◆ The request ◆
Make an exact copy of the entries below.

☆ ☆ ☆

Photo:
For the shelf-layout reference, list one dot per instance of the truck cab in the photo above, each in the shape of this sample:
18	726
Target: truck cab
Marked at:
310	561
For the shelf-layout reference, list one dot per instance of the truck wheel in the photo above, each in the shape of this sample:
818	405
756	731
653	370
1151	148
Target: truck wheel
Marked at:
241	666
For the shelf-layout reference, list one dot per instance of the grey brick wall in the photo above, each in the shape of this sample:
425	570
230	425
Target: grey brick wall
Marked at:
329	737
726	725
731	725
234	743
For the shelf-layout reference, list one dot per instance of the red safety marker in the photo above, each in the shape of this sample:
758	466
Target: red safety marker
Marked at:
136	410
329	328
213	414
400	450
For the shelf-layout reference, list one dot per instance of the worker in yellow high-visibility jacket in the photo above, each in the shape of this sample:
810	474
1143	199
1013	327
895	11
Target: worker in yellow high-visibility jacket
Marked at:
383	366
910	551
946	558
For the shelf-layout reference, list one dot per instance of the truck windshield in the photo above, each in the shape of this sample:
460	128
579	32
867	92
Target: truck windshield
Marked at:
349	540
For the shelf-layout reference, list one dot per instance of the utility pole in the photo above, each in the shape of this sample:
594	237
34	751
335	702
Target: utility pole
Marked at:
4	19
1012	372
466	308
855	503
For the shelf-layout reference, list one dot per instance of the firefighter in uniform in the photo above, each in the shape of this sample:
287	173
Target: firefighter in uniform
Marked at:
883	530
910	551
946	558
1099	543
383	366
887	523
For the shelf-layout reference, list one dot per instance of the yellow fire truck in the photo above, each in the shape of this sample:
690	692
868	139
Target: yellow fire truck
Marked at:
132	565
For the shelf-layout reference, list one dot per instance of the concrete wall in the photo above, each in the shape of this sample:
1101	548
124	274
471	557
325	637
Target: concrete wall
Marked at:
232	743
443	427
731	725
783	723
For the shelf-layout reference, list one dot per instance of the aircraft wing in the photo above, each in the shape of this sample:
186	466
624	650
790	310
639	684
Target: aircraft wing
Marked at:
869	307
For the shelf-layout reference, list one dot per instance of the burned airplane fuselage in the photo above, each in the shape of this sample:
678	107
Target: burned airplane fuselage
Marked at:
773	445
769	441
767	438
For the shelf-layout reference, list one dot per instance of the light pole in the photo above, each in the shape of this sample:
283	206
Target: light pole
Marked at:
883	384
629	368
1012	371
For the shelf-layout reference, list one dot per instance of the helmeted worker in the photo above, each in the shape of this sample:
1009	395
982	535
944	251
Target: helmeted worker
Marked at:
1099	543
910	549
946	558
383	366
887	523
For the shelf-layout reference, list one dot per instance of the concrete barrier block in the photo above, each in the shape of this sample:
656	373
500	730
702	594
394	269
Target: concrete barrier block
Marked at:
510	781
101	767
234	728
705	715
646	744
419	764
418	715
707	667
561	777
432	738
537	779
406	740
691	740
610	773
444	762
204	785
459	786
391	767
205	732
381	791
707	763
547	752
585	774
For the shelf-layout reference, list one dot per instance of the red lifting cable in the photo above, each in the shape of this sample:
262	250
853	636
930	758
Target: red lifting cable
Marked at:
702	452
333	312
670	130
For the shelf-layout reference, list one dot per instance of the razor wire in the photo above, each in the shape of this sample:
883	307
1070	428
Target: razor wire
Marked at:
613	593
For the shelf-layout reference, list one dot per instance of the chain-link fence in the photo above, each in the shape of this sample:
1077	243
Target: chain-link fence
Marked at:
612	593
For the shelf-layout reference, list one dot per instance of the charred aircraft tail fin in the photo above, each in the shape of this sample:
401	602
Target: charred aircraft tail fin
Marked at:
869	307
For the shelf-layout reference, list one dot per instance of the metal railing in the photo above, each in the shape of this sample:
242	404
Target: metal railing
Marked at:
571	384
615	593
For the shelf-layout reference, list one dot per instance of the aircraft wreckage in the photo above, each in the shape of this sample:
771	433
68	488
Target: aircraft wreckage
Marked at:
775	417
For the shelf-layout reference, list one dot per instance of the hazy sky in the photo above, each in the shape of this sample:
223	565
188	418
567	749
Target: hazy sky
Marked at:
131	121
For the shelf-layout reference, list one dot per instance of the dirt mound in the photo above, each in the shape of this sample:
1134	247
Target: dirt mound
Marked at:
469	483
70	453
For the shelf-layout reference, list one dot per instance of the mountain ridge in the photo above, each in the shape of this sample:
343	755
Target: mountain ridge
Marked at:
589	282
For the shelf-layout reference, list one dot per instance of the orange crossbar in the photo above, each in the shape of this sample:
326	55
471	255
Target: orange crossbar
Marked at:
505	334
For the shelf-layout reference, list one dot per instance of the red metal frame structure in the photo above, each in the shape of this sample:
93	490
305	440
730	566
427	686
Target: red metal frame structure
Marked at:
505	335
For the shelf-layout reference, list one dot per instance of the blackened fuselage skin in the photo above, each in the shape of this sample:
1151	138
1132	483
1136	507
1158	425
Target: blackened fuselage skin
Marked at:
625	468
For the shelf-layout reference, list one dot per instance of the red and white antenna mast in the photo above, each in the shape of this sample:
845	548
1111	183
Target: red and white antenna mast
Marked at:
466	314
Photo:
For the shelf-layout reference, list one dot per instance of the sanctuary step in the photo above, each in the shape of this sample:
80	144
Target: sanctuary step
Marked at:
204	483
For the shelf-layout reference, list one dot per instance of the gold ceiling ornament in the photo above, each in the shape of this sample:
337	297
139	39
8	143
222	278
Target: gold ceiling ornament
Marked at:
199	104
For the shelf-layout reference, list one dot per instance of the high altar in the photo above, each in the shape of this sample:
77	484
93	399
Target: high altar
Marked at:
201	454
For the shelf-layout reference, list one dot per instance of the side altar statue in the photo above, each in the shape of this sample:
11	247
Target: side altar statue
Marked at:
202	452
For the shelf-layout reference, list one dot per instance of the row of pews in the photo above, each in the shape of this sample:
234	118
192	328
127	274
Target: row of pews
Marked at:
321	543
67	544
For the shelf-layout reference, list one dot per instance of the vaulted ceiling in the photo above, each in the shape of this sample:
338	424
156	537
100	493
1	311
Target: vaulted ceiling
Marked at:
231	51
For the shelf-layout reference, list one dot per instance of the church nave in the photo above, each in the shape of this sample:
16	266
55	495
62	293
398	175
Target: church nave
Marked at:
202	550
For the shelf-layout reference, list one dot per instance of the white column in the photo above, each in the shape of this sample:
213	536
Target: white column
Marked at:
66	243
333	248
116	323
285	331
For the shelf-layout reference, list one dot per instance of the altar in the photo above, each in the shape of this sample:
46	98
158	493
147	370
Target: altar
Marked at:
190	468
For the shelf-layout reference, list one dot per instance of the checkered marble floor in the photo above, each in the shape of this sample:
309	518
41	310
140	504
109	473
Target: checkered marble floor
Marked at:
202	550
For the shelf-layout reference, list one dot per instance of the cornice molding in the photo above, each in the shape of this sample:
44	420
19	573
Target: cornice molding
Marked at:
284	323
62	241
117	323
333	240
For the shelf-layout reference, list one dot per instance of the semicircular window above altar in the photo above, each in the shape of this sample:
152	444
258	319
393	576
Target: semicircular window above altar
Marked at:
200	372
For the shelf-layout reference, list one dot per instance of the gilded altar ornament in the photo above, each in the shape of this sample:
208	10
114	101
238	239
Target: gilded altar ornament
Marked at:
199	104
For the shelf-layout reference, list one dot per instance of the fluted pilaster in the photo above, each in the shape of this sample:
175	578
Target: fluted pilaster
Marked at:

☆ ☆ ☆

◆ Output for this task ◆
Photo:
For the shelf-layout reference, list one dot per instance of the truck cab in the photo above, each in the shape of this sample:
18	726
Target: truck cab
Marked at:
310	561
For the shelf-layout reference, list one dot per instance of the truck wheel in the photo above, each in the shape of this sample:
818	405
756	731
653	370
1151	148
Target: truck wheel
Marked at:
241	666
For the shelf-layout reference, list one dot per instance of the grey brick wall in the photo above, each in the shape of this sample:
425	570
230	425
Target: grey brick wall
Marked at:
329	737
726	725
731	725
234	743
For the shelf-layout reference, list one dot per instance of the red safety marker in the photo above, each in the shape of this sample:
758	466
Target: red safety marker
Marked at:
136	410
329	328
213	414
400	450
For the shelf-layout reference, list one dot per instance of the worker in yellow high-visibility jacket in the photo above, each in the shape of this sample:
810	474
1143	199
1013	327
895	11
Target: worker in yellow high-visibility jacket
Marked at:
383	366
910	551
946	558
For the shelf-layout reference, list one dot per instance of the truck windshield in the photo above, each in the shape of this sample:
460	128
579	32
867	92
Target: truck windshield
Marked at:
349	540
For the shelf-layout reference, list one dot per instance of the utility pole in the photo above, each in the shape of this sample:
594	237
34	751
335	702
Target: utility pole
Marked at:
4	19
1012	372
466	308
855	503
For the shelf-layout reference, list one dot per instance of the firefighter in uniform in the photo above, each in the shape of this sample:
287	173
Target: firefighter in uniform
Marked at:
883	530
910	551
946	558
1099	543
383	366
887	523
For the shelf-layout reference, list one dot per instance of the yellow fire truck in the photo above, each in the shape of this sample:
690	692
868	139
Target: yellow fire truck
Marked at:
132	565
For the shelf-layout reference, list one dot per instance of the concrete wall in the photo above, each in the shape of this sample:
1101	548
124	274
471	557
325	637
Target: concrete wall
Marked at:
232	743
443	427
731	725
783	723
For the shelf-layout reference, list one dot per instance of the aircraft wing in the photo above, each in the shape of this sample:
186	466
624	650
790	310
639	684
Target: aircraft wing
Marked at:
869	307
For the shelf-layout reference, list one dot per instance of the burned airplane fuselage in the photo above, each in the shape of this sample:
678	107
Target: burned airplane fuselage
Marked at:
773	445
769	441
767	438
For the shelf-layout reference, list one dot per instance of the light pole in the photo above, each in the shape of this sample:
283	206
Target: light pole
Marked at:
883	384
629	368
1012	371
For the shelf-layout reference, list one dot per instance of the helmeted worker in the photo above, each in the shape of this sample:
1009	395
982	535
944	251
Target: helmeted worker
Marked at:
1099	543
910	549
946	558
383	366
887	523
For the shelf-layout reference, list one dot per instance of the concrete barrier block in the photo above, each in the shape of this sample:
656	373
500	730
702	594
394	269
Target: concrete barrier block
Marked at:
510	781
101	767
234	728
705	715
646	744
419	764
418	715
707	667
561	777
432	738
537	779
406	740
691	740
610	773
444	762
204	785
459	786
391	767
205	732
381	791
707	763
547	752
585	774
For the shelf-layout reference, list one dot per instance of the red lifting cable in the photo above, each in the shape of this sample:
262	250
853	636
930	758
Target: red lifting cable
Marked at:
702	452
333	312
670	130
For the shelf-layout reference, list one dot per instance of the razor wire in the photo above, each in the shape of this sample:
883	307
1070	428
Target: razor wire
Marked at:
613	593
For the shelf-layout reference, list one dot per instance of the chain-link fence in the photo above, each in the shape of this sample:
1077	243
Target: chain-link fence
Marked at:
612	593
For the shelf-layout reference, list one dot per instance of the charred aircraft tail fin in the photo above, each in the shape of this sample:
401	602
Target: charred aircraft tail fin
Marked at:
869	307
For the shelf-layout reference, list one dot per instance of the metal railing in the photo above, each in the shape of this sample:
242	404
Target: metal railing
Marked at:
571	384
615	593
For the shelf-layout reference, list one dot per instance of the aircraft wreckage in the photo above, each in the shape of this sample:
771	433
68	488
Target: aircraft wreckage
Marked at:
775	417
For the shelf-layout reference, list one dot per instance of the hazy sky in the photo above, each in the shape of this sample:
223	565
188	418
567	749
Target: hazy sky
Marked at:
131	121
For the shelf-layout reference, list one dot per instance of the dirt mound in the photo above, each in the shape of this sample:
1134	247
Target: dirt mound
Marked at:
469	483
70	453
For the shelf-layout reference, list one dot per instance of the mountain ridge in the photo above, each in the shape of this sample:
343	755
Target: mountain ridge
Marked at:
589	282
For the shelf-layout reference, list one dot per instance of the orange crossbar in the photo above, each in the shape of this sample:
326	55
471	255
Target: orange crossbar
Marked at:
505	334
For the shelf-layout reference, list one dot per instance of the red metal frame structure in the photo above, each in the shape of this sample:
93	490
305	440
730	566
427	686
Target: red metal frame structure
Marked at:
505	335
For the shelf-layout reference, list one dot per instance of the blackened fuselage skin in the photo above, each in the shape of this sample:
1151	138
1132	483
1136	507
1158	425
Target: blackened fuselage skin
Marked at:
625	468
For the shelf-layout reference, list one dot per instance of the red and white antenna mast in the photo above, each in the shape of this sample:
845	548
1111	183
Target: red and white antenna mast
Marked at:
466	314
Photo:
For the shelf-layout reference, list one dot per instance of the sanctuary step in the photo above, each in the shape of this sample:
80	144
Target: sanctuary step
Marked at:
204	483
For the shelf-layout reference, list one dot per instance of the gold ceiling ornament in the photo above, each in the shape of this sample:
337	297
139	39
8	143
222	278
Target: gold ceiling ornament
Marked at:
199	104
For the shelf-layout reference, list one dot per instance of the high altar in the photo above, each in the shape of this sample:
77	484
93	399
Target: high altar
Marked at:
201	454
For the shelf-layout reference, list one dot per instance of the side altar statue in the photo above, each in the shape of this sample:
11	247
Target: side altar statue
Marked at:
202	452
For the shelf-layout reference, list one dot per instance of the row of pews in the photo above, each in the shape of this sample:
234	118
192	328
127	274
Target: row of pews
Marked at:
321	543
67	544
For the shelf-layout reference, list one dot per instance of the vaulted ceiling in the photo above, each in the shape of this sample:
338	424
156	537
100	493
1	311
Target: vaulted ceiling
Marked at:
231	51
For the shelf-layout reference, list one dot per instance of the church nave in the photo above, each in the shape of this sample:
16	266
55	495
62	293
398	175
Target: church nave
Marked at:
202	550
For the shelf-layout reference, list one dot per instance of the white column in the photo above, each in the shape of this sample:
213	536
Target: white column
Marked at:
66	243
333	248
116	323
285	331
For the shelf-layout reference, list one dot per instance of the altar in the photo above, each in the shape of this sample:
46	98
158	493
147	370
Target: altar
Marked at:
190	468
For the shelf-layout reference, list one dot per instance of the checkered marble floor in the photo above, each in the shape of this sample:
309	518
41	310
140	504
109	473
Target: checkered marble floor
Marked at:
202	550
For the shelf-layout reference, list one dot per instance of the cornice molding in the photo above, each in the shape of this sample:
44	420
19	573
Target: cornice molding
Marked at:
284	323
62	241
117	323
333	240
For the shelf-layout reference, list one dot per instance of the semicircular window above altar in the photo above, each in the shape of this sample:
152	444
258	319
393	576
Target: semicircular window above altar
Marked at:
200	372
For the shelf-layout reference, list one dot per instance of the gilded altar ornament in the photo above, each in the shape of this sample:
208	10
114	101
238	239
Target: gilded altar ornament
Marked at:
199	104
For the shelf-layout reference, list one dot per instance of the fluted pilaster in the photo above, each in the shape of this sample:
175	578
Target: fluted pilaster
Marked at:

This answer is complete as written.